WORK TO DO ->
Put the lines of the items below into a numbered list, from the line containing "TARGET: woman in knitted hat" through the end of the items, both ends included, omitting any blank lines.

──────── LISTED ENTRIES ────────

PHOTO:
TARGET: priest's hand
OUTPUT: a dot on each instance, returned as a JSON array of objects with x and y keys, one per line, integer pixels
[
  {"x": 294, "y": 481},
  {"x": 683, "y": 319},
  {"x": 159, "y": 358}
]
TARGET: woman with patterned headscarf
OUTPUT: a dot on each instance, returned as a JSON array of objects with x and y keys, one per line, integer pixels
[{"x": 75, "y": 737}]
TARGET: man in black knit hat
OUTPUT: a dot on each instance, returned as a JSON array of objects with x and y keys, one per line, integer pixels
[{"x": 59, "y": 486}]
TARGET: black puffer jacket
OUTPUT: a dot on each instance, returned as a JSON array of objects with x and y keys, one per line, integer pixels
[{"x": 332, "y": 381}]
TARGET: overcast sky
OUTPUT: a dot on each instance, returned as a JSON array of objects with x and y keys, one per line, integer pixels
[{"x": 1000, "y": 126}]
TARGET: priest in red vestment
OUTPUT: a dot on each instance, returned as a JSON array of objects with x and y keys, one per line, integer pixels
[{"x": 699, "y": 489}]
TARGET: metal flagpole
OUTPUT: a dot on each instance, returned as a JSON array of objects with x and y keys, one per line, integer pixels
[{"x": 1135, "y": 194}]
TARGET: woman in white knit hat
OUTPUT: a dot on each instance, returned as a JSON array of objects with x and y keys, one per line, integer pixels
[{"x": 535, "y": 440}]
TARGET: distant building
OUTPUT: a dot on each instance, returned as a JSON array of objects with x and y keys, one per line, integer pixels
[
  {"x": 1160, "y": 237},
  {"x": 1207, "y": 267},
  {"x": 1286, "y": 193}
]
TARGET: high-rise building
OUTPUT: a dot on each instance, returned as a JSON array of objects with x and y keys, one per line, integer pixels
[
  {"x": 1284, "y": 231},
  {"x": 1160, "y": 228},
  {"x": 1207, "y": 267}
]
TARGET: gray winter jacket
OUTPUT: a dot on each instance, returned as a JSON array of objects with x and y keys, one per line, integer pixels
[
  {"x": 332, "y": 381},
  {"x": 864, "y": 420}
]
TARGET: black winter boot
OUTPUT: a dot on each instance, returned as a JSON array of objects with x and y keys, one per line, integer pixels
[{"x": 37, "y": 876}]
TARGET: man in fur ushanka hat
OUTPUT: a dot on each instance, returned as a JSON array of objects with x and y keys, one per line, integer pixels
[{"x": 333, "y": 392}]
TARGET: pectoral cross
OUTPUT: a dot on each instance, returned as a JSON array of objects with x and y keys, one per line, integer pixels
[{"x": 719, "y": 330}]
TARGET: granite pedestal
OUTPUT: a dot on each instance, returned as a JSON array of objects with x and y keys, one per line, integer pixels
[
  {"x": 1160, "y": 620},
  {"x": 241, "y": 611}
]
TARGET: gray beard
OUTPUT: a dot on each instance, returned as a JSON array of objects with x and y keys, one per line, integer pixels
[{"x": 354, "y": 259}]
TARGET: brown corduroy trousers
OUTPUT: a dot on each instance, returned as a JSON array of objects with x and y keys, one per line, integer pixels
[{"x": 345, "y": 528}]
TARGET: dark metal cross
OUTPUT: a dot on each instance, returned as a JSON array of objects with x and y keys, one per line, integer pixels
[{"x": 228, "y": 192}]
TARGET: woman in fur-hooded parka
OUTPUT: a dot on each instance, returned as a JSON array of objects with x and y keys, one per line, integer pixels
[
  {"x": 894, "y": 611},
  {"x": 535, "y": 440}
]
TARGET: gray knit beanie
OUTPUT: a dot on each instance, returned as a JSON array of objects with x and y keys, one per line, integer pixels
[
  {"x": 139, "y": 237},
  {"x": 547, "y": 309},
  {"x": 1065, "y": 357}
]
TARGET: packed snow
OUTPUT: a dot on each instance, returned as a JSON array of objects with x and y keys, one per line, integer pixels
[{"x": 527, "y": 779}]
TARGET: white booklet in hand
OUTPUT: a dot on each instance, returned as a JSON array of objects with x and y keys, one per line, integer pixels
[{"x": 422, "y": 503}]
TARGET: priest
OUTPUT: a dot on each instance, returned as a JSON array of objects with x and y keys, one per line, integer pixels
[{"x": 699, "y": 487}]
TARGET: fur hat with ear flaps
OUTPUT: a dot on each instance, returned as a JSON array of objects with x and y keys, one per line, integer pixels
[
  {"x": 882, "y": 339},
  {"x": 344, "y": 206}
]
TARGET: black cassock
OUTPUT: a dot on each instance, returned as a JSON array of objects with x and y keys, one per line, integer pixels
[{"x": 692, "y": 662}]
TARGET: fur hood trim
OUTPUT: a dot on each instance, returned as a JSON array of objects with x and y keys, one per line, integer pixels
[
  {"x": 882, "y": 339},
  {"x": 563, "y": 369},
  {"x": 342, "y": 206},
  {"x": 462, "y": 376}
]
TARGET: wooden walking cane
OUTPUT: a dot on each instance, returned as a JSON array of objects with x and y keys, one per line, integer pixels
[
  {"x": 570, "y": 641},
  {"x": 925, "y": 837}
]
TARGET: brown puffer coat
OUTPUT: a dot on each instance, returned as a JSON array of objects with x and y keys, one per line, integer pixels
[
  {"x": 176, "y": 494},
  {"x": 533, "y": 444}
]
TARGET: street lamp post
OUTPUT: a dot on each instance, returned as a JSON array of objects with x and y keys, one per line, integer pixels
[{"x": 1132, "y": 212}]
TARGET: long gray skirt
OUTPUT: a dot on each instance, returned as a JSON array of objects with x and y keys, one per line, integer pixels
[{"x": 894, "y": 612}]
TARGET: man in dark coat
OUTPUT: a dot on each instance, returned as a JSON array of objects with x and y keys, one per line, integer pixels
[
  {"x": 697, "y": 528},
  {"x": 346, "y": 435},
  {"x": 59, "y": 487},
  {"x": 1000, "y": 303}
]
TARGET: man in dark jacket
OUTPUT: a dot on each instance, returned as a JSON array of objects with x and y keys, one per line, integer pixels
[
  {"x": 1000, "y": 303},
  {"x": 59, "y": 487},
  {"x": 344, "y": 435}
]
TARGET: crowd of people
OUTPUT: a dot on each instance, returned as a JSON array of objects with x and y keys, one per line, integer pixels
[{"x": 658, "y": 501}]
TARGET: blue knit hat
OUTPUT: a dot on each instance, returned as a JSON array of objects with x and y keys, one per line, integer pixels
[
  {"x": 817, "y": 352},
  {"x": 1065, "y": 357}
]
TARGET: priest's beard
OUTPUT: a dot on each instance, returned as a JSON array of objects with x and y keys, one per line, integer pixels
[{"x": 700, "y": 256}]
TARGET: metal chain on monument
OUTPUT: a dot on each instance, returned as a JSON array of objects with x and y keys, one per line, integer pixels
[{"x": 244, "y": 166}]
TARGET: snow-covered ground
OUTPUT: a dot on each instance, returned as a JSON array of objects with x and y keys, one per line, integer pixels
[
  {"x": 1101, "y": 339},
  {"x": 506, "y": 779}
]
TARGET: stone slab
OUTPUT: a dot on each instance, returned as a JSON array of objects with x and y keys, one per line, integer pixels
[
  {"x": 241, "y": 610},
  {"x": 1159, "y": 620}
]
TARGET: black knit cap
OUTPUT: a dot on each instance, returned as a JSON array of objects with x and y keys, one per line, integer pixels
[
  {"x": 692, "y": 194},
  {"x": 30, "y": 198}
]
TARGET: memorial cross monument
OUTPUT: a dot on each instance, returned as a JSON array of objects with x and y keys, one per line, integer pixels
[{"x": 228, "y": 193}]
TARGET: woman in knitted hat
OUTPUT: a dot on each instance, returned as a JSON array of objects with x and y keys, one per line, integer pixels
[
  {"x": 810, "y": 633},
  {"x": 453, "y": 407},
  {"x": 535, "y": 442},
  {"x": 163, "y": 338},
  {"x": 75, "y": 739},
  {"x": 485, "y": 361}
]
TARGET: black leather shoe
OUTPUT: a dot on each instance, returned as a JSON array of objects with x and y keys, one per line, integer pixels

────────

RESPONSE FOR THIS EXERCISE ->
1. TARGET: woman in knitted hat
2. OUTPUT: a dot on each instance, returned as a JSON array of objects with x and y keys, one per line, integer pixels
3. [
4.   {"x": 810, "y": 633},
5.   {"x": 453, "y": 407},
6.   {"x": 535, "y": 442},
7.   {"x": 163, "y": 338},
8.   {"x": 75, "y": 739},
9.   {"x": 485, "y": 361}
10. ]
11. TARGET: black leather shoe
12. OUTPUT: a dot on each instance, returned as a JSON array of objects with x and y keys, one per line, integer pixels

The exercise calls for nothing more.